*Problem set:*
1/ In the passage on Irish and Indian music, which rāg did Ahmed Kaysher say always sounded Irish to him?
2/ Reproduce the stretch of the passage on Irish and Indian music from "How this connection" through "The Fairy Lament.".

#### Quoted passage ####

When I was discussing my ideas with Ahmed Kaysher, he said rāg Malkauns always sounded Irish to him and sang a melodic line that really seemed to illustrate both what he was saying and my theme. Seán Ó Riada lectured and broadcast on the relationship between Irish and Indian traditional musics, especially as manifested in sean-nós styles, although this idea goes back at least to George Petrie’s comments in his 1855 Collection of the Ancient Music of Ireland.
How this connection might be established to scholarly satisfaction is a butterfly that has never been pinned down – did it travel from India with who we now know as the Roma, as has been suggested in relation to flamenco and canto jondo (“deep song”)? I seem to recall Taruskin writing that unaccompanied singing wherever it is from develops certain features in common such as rubato and a highly-ornamented line. So maybe it was just a coincidence – or maybe the music was carried on the air like the tune of The Fairy Lament.

#### Record extracts ####

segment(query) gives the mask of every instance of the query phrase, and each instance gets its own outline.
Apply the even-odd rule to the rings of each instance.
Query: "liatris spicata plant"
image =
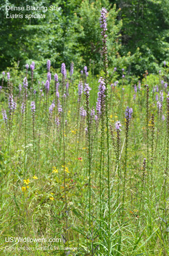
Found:
[[[27,70],[28,70],[28,68],[29,68],[29,65],[28,65],[28,64],[26,64],[26,77],[27,77]]]
[[[126,180],[126,172],[127,172],[127,161],[128,161],[128,136],[129,136],[129,127],[133,113],[133,109],[127,107],[125,113],[125,124],[126,124],[126,147],[125,147],[125,159],[124,159],[124,183],[123,183],[123,195],[122,195],[122,214],[124,214],[124,204],[125,198],[125,186]]]
[[[31,102],[31,111],[32,111],[32,116],[33,116],[33,161],[34,161],[34,120],[35,120],[35,102],[34,101]]]
[[[31,86],[33,86],[33,70],[34,70],[34,62],[33,61],[32,64],[30,65],[30,68],[31,70]]]
[[[147,132],[147,182],[149,181],[149,87],[148,84],[145,86],[146,88],[146,132]]]
[[[73,66],[74,66],[74,63],[73,62],[71,63],[71,65],[70,65],[70,76],[71,77],[73,74]]]
[[[119,121],[117,121],[115,123],[115,130],[117,132],[117,167],[116,170],[117,170],[118,175],[118,186],[117,186],[117,206],[119,205],[119,180],[121,179],[120,175],[120,150],[121,150],[121,124]]]
[[[47,60],[47,72],[50,72],[50,60]]]
[[[107,28],[107,10],[102,8],[100,11],[101,16],[99,18],[100,27],[101,28],[101,35],[103,41],[102,57],[103,61],[104,70],[104,82],[105,85],[105,114],[106,114],[106,127],[107,127],[107,184],[108,184],[108,255],[110,255],[110,145],[109,145],[109,132],[108,132],[108,58],[107,58],[107,45],[106,31]]]
[[[2,84],[1,84],[2,88],[3,87],[3,85],[4,85],[4,75],[5,75],[5,72],[3,71],[3,72]]]
[[[91,164],[92,164],[92,152],[91,152],[91,116],[89,111],[89,96],[91,88],[88,84],[85,84],[84,94],[85,98],[85,108],[87,122],[87,143],[89,152],[89,227],[91,226]]]
[[[6,115],[6,110],[3,109],[3,110],[2,110],[2,113],[3,113],[3,116],[4,122],[5,124],[6,124],[6,127],[7,130],[8,130],[8,123],[7,123],[7,122],[8,122],[8,117],[7,117],[7,115]]]
[[[24,175],[26,172],[26,142],[27,142],[27,77],[26,77],[24,79],[23,82],[23,87],[25,89],[25,93],[24,93],[24,113],[25,113],[25,150],[24,150]]]

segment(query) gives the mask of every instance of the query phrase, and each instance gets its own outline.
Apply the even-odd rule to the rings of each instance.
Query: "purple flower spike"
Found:
[[[6,111],[4,109],[3,109],[2,111],[2,113],[3,113],[3,120],[4,120],[4,122],[5,122],[5,124],[7,124],[7,120],[8,120],[8,117],[7,117],[7,115],[6,115]]]
[[[161,91],[159,93],[159,100],[161,101],[161,102],[163,102],[163,100],[164,100],[163,92]]]
[[[64,76],[64,77],[66,77],[66,66],[64,63],[62,63],[61,66],[61,73]]]
[[[23,102],[21,106],[21,113],[22,115],[25,112],[25,109],[26,109],[26,104],[24,102]]]
[[[103,28],[103,31],[105,32],[106,30],[107,30],[107,10],[102,8],[101,11],[100,11],[101,13],[101,16],[99,18],[99,23],[100,23],[100,28]],[[103,35],[103,32],[101,32],[101,34]]]
[[[158,86],[156,85],[156,92],[158,92]]]
[[[35,102],[32,101],[31,104],[32,112],[35,112]]]
[[[115,129],[116,129],[116,130],[117,131],[121,131],[121,122],[120,122],[120,121],[117,121],[116,123],[115,123]]]
[[[50,72],[48,72],[47,77],[48,77],[48,81],[50,82],[51,80],[51,74]]]
[[[52,114],[53,111],[54,110],[55,108],[55,104],[54,103],[52,103],[52,104],[50,106],[49,109],[48,109],[48,112]]]
[[[156,95],[156,101],[158,100],[158,94]]]
[[[85,72],[85,74],[87,73],[87,67],[85,66],[84,67],[84,72]]]
[[[131,108],[127,107],[125,113],[125,118],[130,120],[131,118],[131,115],[133,113],[133,109]]]
[[[82,82],[80,82],[78,85],[78,96],[80,97],[83,93],[83,84]]]
[[[28,86],[28,84],[27,84],[27,78],[26,77],[25,77],[24,79],[24,82],[23,82],[23,87],[25,88],[25,89],[27,89],[27,86]]]
[[[7,79],[8,79],[8,80],[10,79],[10,72],[7,73]]]
[[[48,72],[50,72],[50,60],[47,60],[47,71],[48,71]]]
[[[88,84],[85,84],[85,88],[84,88],[84,93],[85,95],[89,95],[89,91],[91,90],[91,88],[89,86]]]
[[[55,75],[54,75],[54,79],[55,79],[55,81],[56,82],[58,82],[58,76],[57,76],[57,74],[55,74]]]
[[[33,66],[32,64],[30,65],[30,68],[33,71],[34,69],[34,66]]]
[[[81,107],[80,109],[80,115],[82,117],[86,116],[86,111],[84,109],[84,107]]]
[[[22,85],[21,84],[18,84],[18,90],[19,90],[20,92],[22,91]]]
[[[70,65],[70,76],[71,76],[73,74],[73,62],[71,62]]]
[[[50,83],[49,83],[48,80],[47,80],[45,86],[47,90],[47,92],[48,93],[49,91],[49,88],[50,88]]]

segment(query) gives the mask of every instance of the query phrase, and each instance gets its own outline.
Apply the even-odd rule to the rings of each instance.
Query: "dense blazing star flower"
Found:
[[[66,65],[64,63],[62,63],[61,73],[63,75],[63,76],[66,78]]]
[[[49,108],[48,108],[48,112],[52,114],[53,111],[54,110],[54,108],[55,108],[55,104],[54,103],[52,103],[52,104],[50,106]]]
[[[20,92],[22,91],[22,85],[20,84],[18,84],[18,90]]]
[[[55,92],[55,96],[56,96],[57,98],[59,98],[59,92]]]
[[[57,126],[59,126],[60,124],[60,121],[59,121],[59,117],[55,118],[55,122]]]
[[[107,9],[102,8],[102,10],[100,11],[101,13],[101,16],[99,18],[99,23],[100,23],[100,28],[102,28],[103,29],[103,32],[105,32],[107,30]],[[102,35],[103,33],[102,32]]]
[[[3,113],[3,120],[4,120],[4,122],[6,124],[7,120],[8,120],[8,117],[6,115],[6,110],[4,110],[4,109],[2,110],[2,113]]]
[[[141,82],[140,82],[140,81],[138,81],[138,88],[139,90],[141,89]]]
[[[48,72],[47,77],[48,77],[48,81],[50,82],[51,80],[51,74],[50,72]]]
[[[33,65],[33,63],[31,65],[30,65],[30,68],[33,71],[34,69],[34,65]]]
[[[25,110],[26,110],[26,104],[25,104],[25,102],[23,102],[21,106],[22,114],[24,114],[24,113],[25,112]]]
[[[73,62],[71,62],[70,65],[70,76],[71,76],[73,74]]]
[[[49,88],[50,88],[50,83],[48,80],[47,80],[45,84],[45,88],[47,90],[47,92],[48,93],[49,91]]]
[[[161,101],[161,102],[163,102],[163,100],[164,100],[163,92],[161,91],[159,93],[159,100]]]
[[[80,115],[82,117],[86,116],[86,111],[84,109],[84,107],[81,107],[80,109]]]
[[[79,83],[78,84],[78,96],[81,96],[82,94],[83,93],[83,83],[82,81]]]
[[[58,76],[57,76],[57,74],[55,74],[55,75],[54,75],[54,79],[55,79],[55,81],[56,82],[58,82]]]
[[[158,92],[158,86],[156,85],[156,92]]]
[[[95,115],[95,111],[94,108],[92,108],[92,109],[91,109],[91,116],[94,116],[94,115]]]
[[[87,73],[87,67],[85,66],[85,67],[84,67],[84,72],[85,72],[85,74]]]
[[[47,60],[47,71],[48,71],[48,72],[50,72],[50,60]]]
[[[135,86],[134,86],[134,90],[135,90],[135,93],[136,93],[136,84],[135,84]]]
[[[31,104],[31,111],[32,112],[35,112],[35,102],[34,101],[32,101]]]
[[[58,112],[61,113],[62,111],[62,106],[59,106],[58,108]]]
[[[121,131],[121,126],[122,126],[122,125],[121,124],[121,122],[120,122],[120,121],[117,121],[116,123],[115,123],[115,129],[117,130],[117,131]]]
[[[89,95],[90,94],[90,90],[92,90],[88,84],[85,84],[85,88],[84,88],[84,93],[85,95]]]
[[[156,101],[158,100],[158,94],[156,95]]]
[[[7,73],[7,79],[8,81],[10,79],[10,72]]]
[[[162,104],[161,104],[161,103],[159,101],[158,101],[158,102],[157,102],[157,106],[158,106],[158,109],[159,110],[160,110],[160,109],[161,109]]]
[[[127,107],[125,113],[125,118],[130,120],[133,113],[133,109],[131,108]]]

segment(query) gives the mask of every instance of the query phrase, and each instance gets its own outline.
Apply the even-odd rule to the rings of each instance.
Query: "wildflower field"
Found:
[[[0,255],[169,255],[168,63],[140,80],[110,67],[107,15],[99,75],[2,73]]]

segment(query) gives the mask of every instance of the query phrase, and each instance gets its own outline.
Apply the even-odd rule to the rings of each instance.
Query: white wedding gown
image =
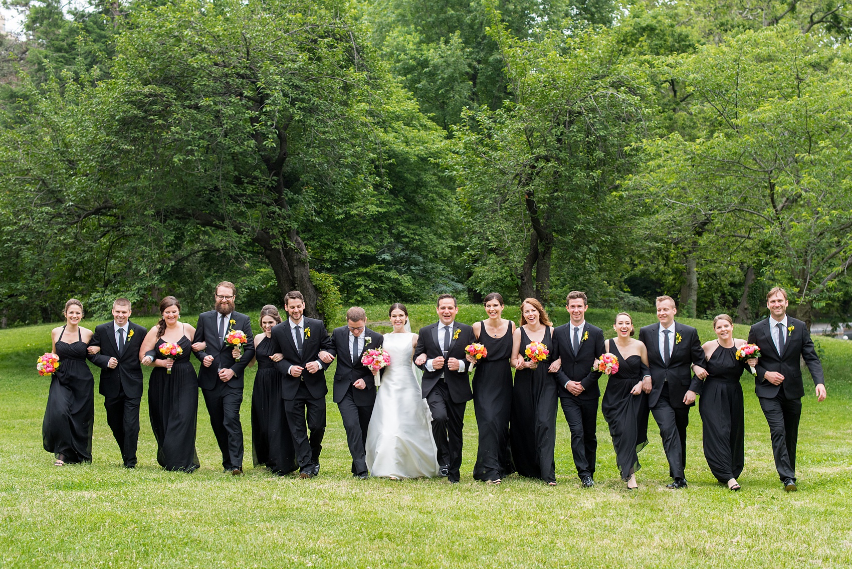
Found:
[[[382,347],[390,365],[382,375],[367,429],[367,468],[373,476],[437,476],[432,413],[414,374],[413,334],[385,334]]]

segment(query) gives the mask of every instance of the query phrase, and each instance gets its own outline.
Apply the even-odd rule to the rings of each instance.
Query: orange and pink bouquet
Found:
[[[481,359],[488,355],[488,349],[482,344],[469,344],[464,347],[464,351],[476,359]]]
[[[524,354],[530,361],[534,361],[536,363],[544,361],[547,359],[547,356],[550,353],[550,350],[547,349],[547,346],[541,343],[540,342],[531,342],[527,346],[527,349],[524,350]]]
[[[39,356],[36,360],[36,370],[39,376],[49,376],[59,369],[59,356],[50,352]]]
[[[607,376],[619,372],[619,359],[614,353],[607,352],[601,354],[601,357],[595,360],[591,366],[592,371],[600,371]]]
[[[232,330],[227,332],[227,336],[225,336],[225,343],[228,346],[233,346],[239,349],[239,355],[243,355],[243,349],[245,348],[245,343],[249,341],[248,336],[245,336],[245,332],[241,330]],[[239,361],[239,356],[233,359],[234,361]]]
[[[751,358],[759,358],[760,348],[757,347],[757,344],[743,344],[737,349],[737,353],[734,355],[740,361],[751,359]],[[751,375],[757,377],[757,370],[754,369],[753,365],[749,365],[749,367],[751,368]]]
[[[166,357],[166,359],[177,359],[177,357],[183,353],[183,348],[173,342],[166,342],[160,344],[159,350],[160,353]],[[171,373],[171,368],[170,367],[165,372]]]

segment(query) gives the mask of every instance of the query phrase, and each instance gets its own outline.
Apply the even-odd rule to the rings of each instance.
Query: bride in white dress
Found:
[[[367,468],[373,476],[394,480],[437,476],[432,413],[412,363],[417,335],[407,326],[405,306],[394,304],[389,316],[394,331],[384,335],[382,348],[390,355],[390,365],[382,374],[367,429]]]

####

*Results by task:*
1/ Rāg Malkauns.

2/
How this connection might be established to scholarly satisfaction is a butterfly that has never been pinned down – did it travel from India with who we now know as the Roma, as has been suggested in relation to flamenco and canto jondo (“deep song”)? I seem to recall Taruskin writing that unaccompanied singing wherever it is from develops certain features in common such as rubato and a highly-ornamented line. So maybe it was just a coincidence – or maybe the music was carried on the air like the tune of The Fairy Lament.